(Given passage)

Discovery isn’t just a formality. It’s the phase that reveals what problems truly need solving, where value lives, and which constraints (technical, financial, or organizational) will shape the right path forward. Skipping this could lead to costly mistakes.

Where Are You on the Spectrum? (And How Discovery Reveals That)

One of Dan’s most powerful observations is that customers often self-diagnose. “Clients often come in convinced they know what they need, but those assumptions frequently collapse under scrutiny.

Through its discovery workshops, Element 84 helps teams unearth what’s really going on with a team’s spatial data. In doing so, they regularly encounter two themes:

  • Over-confidence in custom build
    Many organizations lean toward building from scratch, believing it gives them ideal control or IP. But Dan warns: “A straight build from scratch is almost never the right solution… even if you don’t go with us, please don’t build it from scratch.”

(End Given passage)
(Entries supplied)

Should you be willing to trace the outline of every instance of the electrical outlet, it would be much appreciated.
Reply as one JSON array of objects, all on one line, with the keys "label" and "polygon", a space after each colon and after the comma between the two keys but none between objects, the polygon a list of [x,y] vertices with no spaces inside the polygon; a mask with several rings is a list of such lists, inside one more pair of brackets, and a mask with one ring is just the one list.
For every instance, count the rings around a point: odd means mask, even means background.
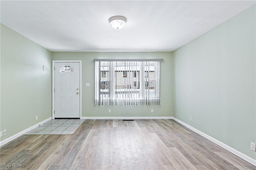
[{"label": "electrical outlet", "polygon": [[255,143],[251,142],[251,149],[252,149],[254,151],[256,151],[256,149],[255,148]]}]

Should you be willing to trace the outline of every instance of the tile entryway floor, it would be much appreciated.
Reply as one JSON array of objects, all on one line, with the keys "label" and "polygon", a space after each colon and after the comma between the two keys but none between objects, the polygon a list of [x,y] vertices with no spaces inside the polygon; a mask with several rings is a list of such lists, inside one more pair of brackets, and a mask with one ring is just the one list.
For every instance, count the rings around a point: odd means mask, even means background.
[{"label": "tile entryway floor", "polygon": [[40,125],[25,135],[72,135],[84,120],[55,119]]}]

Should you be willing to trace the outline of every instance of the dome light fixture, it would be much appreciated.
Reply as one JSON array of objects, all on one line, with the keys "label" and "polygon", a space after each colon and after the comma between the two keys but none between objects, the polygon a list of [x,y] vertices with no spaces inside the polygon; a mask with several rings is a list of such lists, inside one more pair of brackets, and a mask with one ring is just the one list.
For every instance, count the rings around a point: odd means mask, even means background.
[{"label": "dome light fixture", "polygon": [[114,16],[108,20],[112,27],[116,29],[122,29],[124,26],[126,20],[126,18],[122,16]]}]

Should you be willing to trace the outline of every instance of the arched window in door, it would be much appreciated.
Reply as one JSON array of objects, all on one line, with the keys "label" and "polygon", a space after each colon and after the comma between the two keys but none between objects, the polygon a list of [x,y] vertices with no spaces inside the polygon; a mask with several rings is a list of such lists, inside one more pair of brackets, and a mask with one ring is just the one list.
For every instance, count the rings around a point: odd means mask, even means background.
[{"label": "arched window in door", "polygon": [[72,67],[67,65],[63,66],[60,68],[60,72],[75,72],[75,70]]}]

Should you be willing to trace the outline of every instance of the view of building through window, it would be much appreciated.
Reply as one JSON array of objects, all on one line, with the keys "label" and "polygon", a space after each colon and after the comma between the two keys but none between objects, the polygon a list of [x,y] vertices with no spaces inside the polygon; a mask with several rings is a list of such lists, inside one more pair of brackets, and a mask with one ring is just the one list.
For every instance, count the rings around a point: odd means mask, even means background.
[{"label": "view of building through window", "polygon": [[100,67],[96,71],[101,74],[96,76],[98,82],[96,84],[99,85],[96,88],[96,100],[134,102],[158,98],[159,63],[102,61],[96,64]]}]

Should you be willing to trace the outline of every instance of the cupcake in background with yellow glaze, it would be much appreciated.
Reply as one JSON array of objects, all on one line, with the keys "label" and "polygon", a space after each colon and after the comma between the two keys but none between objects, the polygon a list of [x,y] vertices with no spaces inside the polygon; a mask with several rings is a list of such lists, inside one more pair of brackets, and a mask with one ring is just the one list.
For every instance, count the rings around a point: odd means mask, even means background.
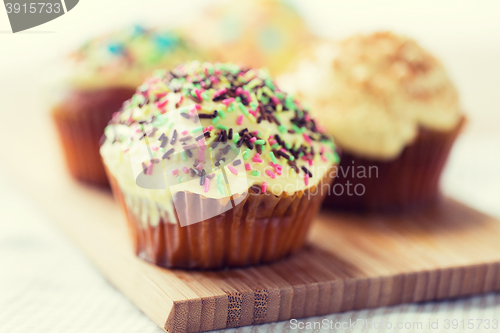
[{"label": "cupcake in background with yellow glaze", "polygon": [[282,73],[316,37],[286,0],[231,0],[208,7],[186,34],[221,62]]},{"label": "cupcake in background with yellow glaze", "polygon": [[437,202],[465,121],[443,65],[391,32],[315,45],[279,82],[298,92],[342,148],[330,207],[392,210]]},{"label": "cupcake in background with yellow glaze", "polygon": [[179,268],[295,252],[338,163],[267,71],[231,63],[158,71],[113,116],[100,152],[137,255]]},{"label": "cupcake in background with yellow glaze", "polygon": [[71,54],[63,98],[53,107],[71,174],[107,185],[99,155],[104,127],[154,69],[204,59],[178,32],[131,26],[83,44]]}]

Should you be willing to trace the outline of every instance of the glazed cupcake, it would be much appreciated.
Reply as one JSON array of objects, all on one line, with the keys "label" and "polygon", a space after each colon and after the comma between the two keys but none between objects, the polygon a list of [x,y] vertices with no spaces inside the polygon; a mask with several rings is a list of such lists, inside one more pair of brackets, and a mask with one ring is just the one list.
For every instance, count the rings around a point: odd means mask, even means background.
[{"label": "glazed cupcake", "polygon": [[231,63],[157,72],[113,116],[100,152],[137,255],[196,269],[298,250],[338,162],[267,71]]},{"label": "glazed cupcake", "polygon": [[208,7],[186,33],[221,62],[282,73],[316,37],[288,1],[238,0]]},{"label": "glazed cupcake", "polygon": [[407,210],[437,202],[465,118],[443,65],[414,40],[381,32],[321,43],[280,82],[300,92],[342,148],[325,205]]},{"label": "glazed cupcake", "polygon": [[154,69],[200,58],[178,33],[140,26],[90,40],[74,52],[66,88],[52,109],[71,174],[107,185],[99,140],[112,114]]}]

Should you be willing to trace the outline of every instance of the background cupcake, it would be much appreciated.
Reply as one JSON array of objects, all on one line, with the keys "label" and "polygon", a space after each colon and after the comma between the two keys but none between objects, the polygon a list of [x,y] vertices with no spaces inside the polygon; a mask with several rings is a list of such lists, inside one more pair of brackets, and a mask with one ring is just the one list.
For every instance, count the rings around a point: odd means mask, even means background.
[{"label": "background cupcake", "polygon": [[408,37],[381,32],[318,44],[292,72],[283,85],[300,92],[343,151],[328,206],[390,209],[436,201],[464,117],[435,57]]},{"label": "background cupcake", "polygon": [[299,249],[338,162],[266,71],[158,72],[106,127],[101,155],[136,253],[165,267],[253,265]]},{"label": "background cupcake", "polygon": [[99,140],[112,114],[154,69],[199,58],[177,32],[141,26],[95,38],[75,51],[63,98],[52,110],[71,174],[107,184]]},{"label": "background cupcake", "polygon": [[238,0],[213,5],[186,33],[210,50],[214,59],[283,72],[289,61],[313,41],[288,1]]}]

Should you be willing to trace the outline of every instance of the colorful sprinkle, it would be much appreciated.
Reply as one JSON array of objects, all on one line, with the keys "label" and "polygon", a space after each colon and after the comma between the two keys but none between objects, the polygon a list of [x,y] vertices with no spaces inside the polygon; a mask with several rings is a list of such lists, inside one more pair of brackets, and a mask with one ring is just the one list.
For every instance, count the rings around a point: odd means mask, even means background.
[{"label": "colorful sprinkle", "polygon": [[238,170],[236,170],[235,168],[233,168],[233,167],[232,167],[232,166],[230,166],[230,165],[226,165],[226,166],[227,166],[227,168],[229,169],[229,171],[231,171],[231,173],[232,173],[233,175],[235,175],[235,176],[236,176],[236,175],[238,175]]}]

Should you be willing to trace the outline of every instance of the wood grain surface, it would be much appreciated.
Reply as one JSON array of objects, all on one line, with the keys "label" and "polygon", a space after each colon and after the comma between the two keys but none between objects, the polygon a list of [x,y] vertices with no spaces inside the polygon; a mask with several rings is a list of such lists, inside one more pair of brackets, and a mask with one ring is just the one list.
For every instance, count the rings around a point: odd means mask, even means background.
[{"label": "wood grain surface", "polygon": [[26,126],[29,136],[17,135],[15,126],[2,131],[8,144],[0,153],[12,161],[4,165],[7,172],[113,285],[169,332],[500,290],[499,221],[451,199],[417,215],[322,213],[307,247],[270,265],[157,268],[134,256],[110,192],[66,174],[48,119],[34,115]]}]

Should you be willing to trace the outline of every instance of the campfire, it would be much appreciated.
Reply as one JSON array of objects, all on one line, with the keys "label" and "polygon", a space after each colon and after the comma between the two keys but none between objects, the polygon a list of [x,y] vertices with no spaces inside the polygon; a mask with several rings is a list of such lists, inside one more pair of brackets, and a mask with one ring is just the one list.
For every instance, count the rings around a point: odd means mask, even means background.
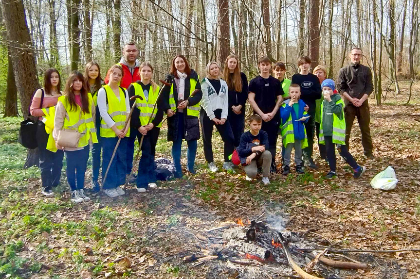
[{"label": "campfire", "polygon": [[[311,273],[330,275],[328,268],[369,268],[367,264],[345,256],[334,255],[331,259],[332,255],[327,254],[328,247],[316,254],[312,250],[320,250],[320,246],[310,241],[305,233],[287,231],[264,218],[264,214],[245,224],[237,219],[235,223],[205,230],[205,235],[190,232],[198,241],[200,253],[186,256],[184,261],[197,266],[218,260],[235,266],[266,268],[271,273],[277,269],[281,271],[282,275],[291,278],[297,273],[305,279],[320,278]],[[306,264],[308,259],[311,261]],[[349,260],[351,262],[347,261]],[[318,263],[323,265],[317,264]]]}]

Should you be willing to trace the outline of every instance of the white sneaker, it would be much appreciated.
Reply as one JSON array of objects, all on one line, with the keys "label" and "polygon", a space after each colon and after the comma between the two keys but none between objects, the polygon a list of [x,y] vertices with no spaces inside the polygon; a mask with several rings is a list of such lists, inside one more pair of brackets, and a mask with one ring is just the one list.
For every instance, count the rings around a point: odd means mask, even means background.
[{"label": "white sneaker", "polygon": [[209,168],[210,170],[210,171],[212,172],[216,172],[219,170],[219,169],[216,166],[216,164],[214,162],[211,162],[208,164]]},{"label": "white sneaker", "polygon": [[156,189],[158,187],[158,185],[156,183],[149,183],[148,184],[149,188],[150,189]]},{"label": "white sneaker", "polygon": [[72,191],[72,201],[76,203],[79,203],[83,201],[83,198],[79,195],[78,190]]},{"label": "white sneaker", "polygon": [[115,191],[117,191],[117,193],[118,193],[118,195],[119,195],[120,196],[123,196],[125,194],[126,194],[126,192],[124,192],[124,190],[121,189],[121,187],[120,187],[119,186],[117,186],[117,188],[115,188]]},{"label": "white sneaker", "polygon": [[268,180],[268,177],[263,177],[262,178],[262,183],[264,185],[268,185],[270,184],[270,181]]},{"label": "white sneaker", "polygon": [[231,165],[230,162],[225,162],[223,163],[223,169],[226,170],[231,170],[235,172],[235,170],[233,169],[232,165]]},{"label": "white sneaker", "polygon": [[107,194],[107,196],[110,197],[117,197],[120,196],[120,194],[118,194],[118,192],[117,192],[117,189],[115,188],[113,188],[112,189],[107,189],[104,192],[105,192],[105,194]]},{"label": "white sneaker", "polygon": [[79,190],[79,196],[83,199],[83,201],[89,201],[91,200],[91,198],[86,196],[86,194],[85,194],[85,191],[83,189]]}]

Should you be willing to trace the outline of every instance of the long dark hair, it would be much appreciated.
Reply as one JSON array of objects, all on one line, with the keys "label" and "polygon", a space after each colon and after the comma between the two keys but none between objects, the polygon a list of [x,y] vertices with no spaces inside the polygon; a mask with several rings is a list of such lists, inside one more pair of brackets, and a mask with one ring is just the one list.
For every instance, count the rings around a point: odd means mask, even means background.
[{"label": "long dark hair", "polygon": [[189,76],[191,73],[191,69],[190,68],[189,64],[188,64],[186,58],[182,54],[177,54],[172,60],[172,64],[171,65],[171,73],[175,76],[176,78],[179,78],[178,74],[177,73],[177,68],[175,67],[175,59],[178,58],[182,58],[184,61],[184,63],[185,64],[185,70],[184,70],[184,72],[187,76]]},{"label": "long dark hair", "polygon": [[[95,89],[97,90],[99,90],[99,88],[101,88],[101,85],[102,85],[102,83],[104,82],[104,80],[103,80],[102,77],[101,77],[101,66],[99,66],[99,64],[95,61],[88,62],[88,64],[86,64],[86,66],[85,67],[85,74],[84,75],[84,76],[85,80],[86,82],[86,86],[87,87],[88,91],[91,91],[91,84],[89,83],[89,69],[92,66],[94,66],[98,67],[98,70],[99,71],[97,77],[96,77],[95,80]],[[91,93],[93,94],[95,92]]]},{"label": "long dark hair", "polygon": [[60,76],[60,73],[58,70],[55,68],[50,68],[47,70],[45,73],[44,74],[44,90],[45,94],[47,95],[51,95],[51,89],[53,87],[51,84],[51,74],[53,73],[57,73],[58,75],[58,84],[57,84],[57,92],[58,94],[61,94],[61,77]]},{"label": "long dark hair", "polygon": [[77,104],[76,103],[74,92],[73,91],[73,82],[74,80],[78,80],[82,82],[82,89],[80,89],[80,97],[82,98],[82,111],[85,113],[88,114],[90,111],[89,107],[89,101],[88,99],[88,88],[86,82],[83,75],[82,73],[77,71],[73,71],[67,79],[66,86],[64,87],[64,95],[69,103],[70,104],[70,110],[76,111],[77,110]]}]

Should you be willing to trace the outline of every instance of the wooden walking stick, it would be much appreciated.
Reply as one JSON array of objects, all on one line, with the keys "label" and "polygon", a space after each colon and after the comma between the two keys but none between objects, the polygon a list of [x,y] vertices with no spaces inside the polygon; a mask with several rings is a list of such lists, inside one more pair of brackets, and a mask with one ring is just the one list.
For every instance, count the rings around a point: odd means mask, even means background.
[{"label": "wooden walking stick", "polygon": [[[127,117],[127,119],[126,119],[126,123],[124,124],[124,130],[125,130],[126,128],[127,128],[127,125],[128,125],[128,122],[130,121],[130,118],[131,118],[131,115],[133,114],[133,111],[134,110],[134,108],[136,107],[135,99],[138,98],[142,100],[143,100],[143,98],[139,95],[134,95],[130,98],[130,100],[134,100],[134,103],[133,104],[133,105],[131,106],[131,109],[130,110],[130,113]],[[102,188],[104,187],[104,184],[105,183],[105,181],[107,180],[107,176],[108,175],[108,171],[110,170],[110,167],[111,166],[111,164],[112,164],[112,161],[114,160],[114,157],[115,157],[115,153],[117,153],[117,148],[118,148],[118,146],[120,145],[121,141],[121,138],[118,138],[118,141],[117,142],[117,145],[115,146],[115,148],[114,148],[114,152],[112,153],[112,156],[111,157],[111,161],[110,161],[110,164],[108,164],[108,167],[107,168],[107,171],[105,172],[105,175],[104,176],[104,179],[102,180],[102,183],[101,184],[101,191],[102,190]]]},{"label": "wooden walking stick", "polygon": [[[165,86],[171,86],[172,84],[170,82],[172,81],[172,80],[168,78],[166,78],[165,81],[164,81],[162,80],[159,80],[159,81],[161,82],[164,86],[162,86],[162,88],[161,88],[160,91],[159,91],[159,93],[158,94],[158,97],[156,98],[156,100],[155,101],[154,104],[153,104],[153,109],[152,111],[152,114],[150,115],[150,116],[149,116],[149,120],[147,121],[147,125],[149,125],[150,124],[150,122],[152,121],[152,116],[153,116],[153,114],[155,112],[155,110],[156,108],[156,106],[158,104],[158,101],[159,99],[159,97],[161,96],[161,94],[162,93],[162,91],[164,90],[164,88],[165,88]],[[133,170],[134,169],[134,166],[137,164],[137,160],[139,160],[139,156],[140,155],[140,151],[142,150],[142,145],[143,144],[143,139],[145,138],[145,135],[142,135],[142,138],[140,139],[140,143],[139,146],[139,150],[137,151],[137,154],[136,155],[136,158],[134,159],[134,162],[133,163],[133,167],[131,168],[131,171],[130,172],[130,175],[128,176],[128,177],[126,180],[126,183],[124,183],[124,186],[123,187],[123,189],[126,189],[126,186],[127,186],[127,183],[130,181],[130,179],[131,178],[131,176],[133,175]]]}]

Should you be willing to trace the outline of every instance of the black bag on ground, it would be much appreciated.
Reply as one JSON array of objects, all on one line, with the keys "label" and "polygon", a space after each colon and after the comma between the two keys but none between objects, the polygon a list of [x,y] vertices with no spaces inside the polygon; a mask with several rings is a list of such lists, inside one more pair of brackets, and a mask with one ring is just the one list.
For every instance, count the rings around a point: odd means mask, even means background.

(End Entries supplied)

Problems and tasks:
1. Repeat the part of the passage on discovery starting with "Discovery isn’t just" and going on through "Discovery Reveals That)".
2. In the passage on discovery, through what does Element 84 help teams unearth what's really going on with their spatial data?
These items come from a different source than the passage on discovery.

Response list:
1.
Discovery isn’t just a formality. It’s the phase that reveals what problems truly need solving, where value lives, and which constraints (technical, financial, or organizational) will shape the right path forward. Skipping this could lead to costly mistakes.

Where Are You on the Spectrum? (And How Discovery Reveals That)

2. Its discovery workshops.